[Point annotation records]
···

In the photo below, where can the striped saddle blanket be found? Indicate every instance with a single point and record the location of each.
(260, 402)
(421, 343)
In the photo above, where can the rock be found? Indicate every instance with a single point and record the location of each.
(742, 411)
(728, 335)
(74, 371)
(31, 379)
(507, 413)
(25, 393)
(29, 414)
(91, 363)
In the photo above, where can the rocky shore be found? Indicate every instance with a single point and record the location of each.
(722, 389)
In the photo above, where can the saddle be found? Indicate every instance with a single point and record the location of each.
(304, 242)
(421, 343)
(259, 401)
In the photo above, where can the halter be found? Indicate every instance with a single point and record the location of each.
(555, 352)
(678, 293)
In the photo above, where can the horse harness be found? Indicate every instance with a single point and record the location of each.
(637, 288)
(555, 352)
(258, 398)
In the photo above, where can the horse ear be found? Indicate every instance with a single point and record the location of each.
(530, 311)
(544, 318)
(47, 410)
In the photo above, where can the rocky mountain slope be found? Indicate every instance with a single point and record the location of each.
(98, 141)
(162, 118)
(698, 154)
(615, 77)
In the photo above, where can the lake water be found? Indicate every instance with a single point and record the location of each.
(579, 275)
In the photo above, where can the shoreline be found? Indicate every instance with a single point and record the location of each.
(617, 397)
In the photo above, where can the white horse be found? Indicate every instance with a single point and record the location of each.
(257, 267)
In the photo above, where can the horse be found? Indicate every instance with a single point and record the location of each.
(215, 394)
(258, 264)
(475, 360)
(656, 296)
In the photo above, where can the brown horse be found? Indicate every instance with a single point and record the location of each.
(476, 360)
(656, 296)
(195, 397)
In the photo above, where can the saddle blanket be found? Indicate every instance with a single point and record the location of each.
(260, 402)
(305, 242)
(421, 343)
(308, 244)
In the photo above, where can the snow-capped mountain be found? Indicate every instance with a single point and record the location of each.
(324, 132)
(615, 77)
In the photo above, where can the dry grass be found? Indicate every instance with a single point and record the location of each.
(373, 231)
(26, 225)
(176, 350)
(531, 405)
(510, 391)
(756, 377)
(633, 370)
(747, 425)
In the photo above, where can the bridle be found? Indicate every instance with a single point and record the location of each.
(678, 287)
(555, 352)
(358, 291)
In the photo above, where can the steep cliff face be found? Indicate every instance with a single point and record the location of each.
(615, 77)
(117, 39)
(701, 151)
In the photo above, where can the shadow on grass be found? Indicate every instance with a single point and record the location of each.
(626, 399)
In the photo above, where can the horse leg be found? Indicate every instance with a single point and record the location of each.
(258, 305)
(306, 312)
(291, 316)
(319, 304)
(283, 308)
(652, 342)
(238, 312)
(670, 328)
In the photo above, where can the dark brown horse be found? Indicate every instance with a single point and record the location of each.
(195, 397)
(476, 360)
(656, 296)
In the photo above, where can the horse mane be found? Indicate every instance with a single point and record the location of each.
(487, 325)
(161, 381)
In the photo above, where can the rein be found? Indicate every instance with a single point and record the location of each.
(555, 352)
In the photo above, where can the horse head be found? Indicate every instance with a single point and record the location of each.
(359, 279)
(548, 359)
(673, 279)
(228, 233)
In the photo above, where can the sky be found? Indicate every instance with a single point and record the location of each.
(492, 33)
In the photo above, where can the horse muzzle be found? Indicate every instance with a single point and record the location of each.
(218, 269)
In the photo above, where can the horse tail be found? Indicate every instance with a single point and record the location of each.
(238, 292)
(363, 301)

···

- _REQUIRED TASK_: Can you write out all of the items again, substituting "Mark each occurrence" for every "Indicate every instance" and leaving everything else unchanged?

- _TASK RESPONSE_:
In the photo below, where can the striped saddle blanket be found? Mark each occurrence with a single point and record the location of each.
(260, 402)
(421, 343)
In the photo above, where can the rock be found? Mark each occurrence with a single point and record the location of each.
(742, 411)
(728, 335)
(74, 371)
(31, 379)
(507, 413)
(25, 393)
(29, 414)
(91, 363)
In the photo above, where can the rocky shore be found? Mark each occurrence with a single point and record the location of each.
(722, 389)
In the photo above, where can the saddle be found? Mark each occurrence with a single point and record the location of each.
(304, 242)
(421, 343)
(259, 401)
In the photo above, where can the halter be found? Mark each occurrence with a single point and record the location of each.
(555, 352)
(678, 293)
In the photo above, where can the horse harness be found? Mark each occurrence with a single point and record the location of each.
(637, 288)
(555, 352)
(258, 398)
In the photo above, where can the horse ear be found? Mark each occurrence with a single point and record the location of each.
(530, 311)
(544, 318)
(47, 410)
In the photo above, where can the rocky mountain slope be found? Mark each occurrence with a single point and record the location of each.
(98, 141)
(162, 118)
(698, 154)
(615, 77)
In the photo above, where can the lake water be found? Mark each occurrence with a single point and record the location of each.
(579, 275)
In the photo above, where can the shoreline be found? Mark each occurrence with a single point and record the location of each.
(617, 397)
In the photo above, where can the white horse be found? Mark each occurrence with a single point and record the location of each.
(257, 267)
In the photo above, where can the horse be found? Mark each occurrence with a single point and record the location of each.
(215, 394)
(258, 264)
(475, 360)
(656, 296)
In the photo above, where can the brown horse be found? Mark each occurrence with a single point and record the location of each.
(476, 360)
(656, 296)
(195, 397)
In the photo above, where can the saddle blanket be found? Mark each occurrence with a single point and record the location of each.
(260, 402)
(305, 242)
(421, 343)
(308, 244)
In the photo above, where can the snow-capped mountain be found? Mark each occurrence with a single point and record the location of each.
(324, 132)
(615, 77)
In the photo above, where can the dry grass be found? Mark each occurrence with a single point and record the location of each.
(373, 231)
(26, 225)
(176, 350)
(531, 405)
(510, 391)
(756, 377)
(633, 370)
(747, 425)
In the photo above, where can the bridle be found? Mark each occurrence with a single point and record the location of each.
(678, 287)
(555, 352)
(358, 291)
In the photo above, where can the steep cliff face be found? Mark each occurrence with a single point and record the location of each.
(615, 77)
(117, 39)
(701, 151)
In the photo above, where can the shadow on grass be found? Mark each occurrence with a single point and record the location of each.
(626, 399)
In the photo above, where can the horse leg be found? Mark each occurrence with a single point and record the location of each.
(258, 305)
(306, 312)
(291, 316)
(319, 304)
(283, 308)
(652, 342)
(238, 312)
(670, 328)
In the photo above, where can the dark brown horse be found? Mark each occurrence with a single point and record the location of each.
(195, 397)
(476, 360)
(656, 296)
In the photo above, where can the horse mane be found? Mark each occurrence with a single point and record the location of each.
(487, 325)
(161, 381)
In the photo above, where can the rein be found? Mark each occurrence with a single point and record the location of each.
(555, 352)
In the photo above, where can the horse head be found? Mark each occurrence with a single point and record the location of each.
(359, 279)
(548, 359)
(673, 279)
(228, 233)
In the photo above, where can the sky be found? Mark each occurrence with a single point and record the location of each.
(492, 33)
In the photo above, where can the horse muzzle be found? Mark each occurrence with a single point and record the location of each.
(218, 269)
In the photo above, where can the horse tail be found? Mark each occurrence with a single point and record the location of each.
(238, 292)
(363, 301)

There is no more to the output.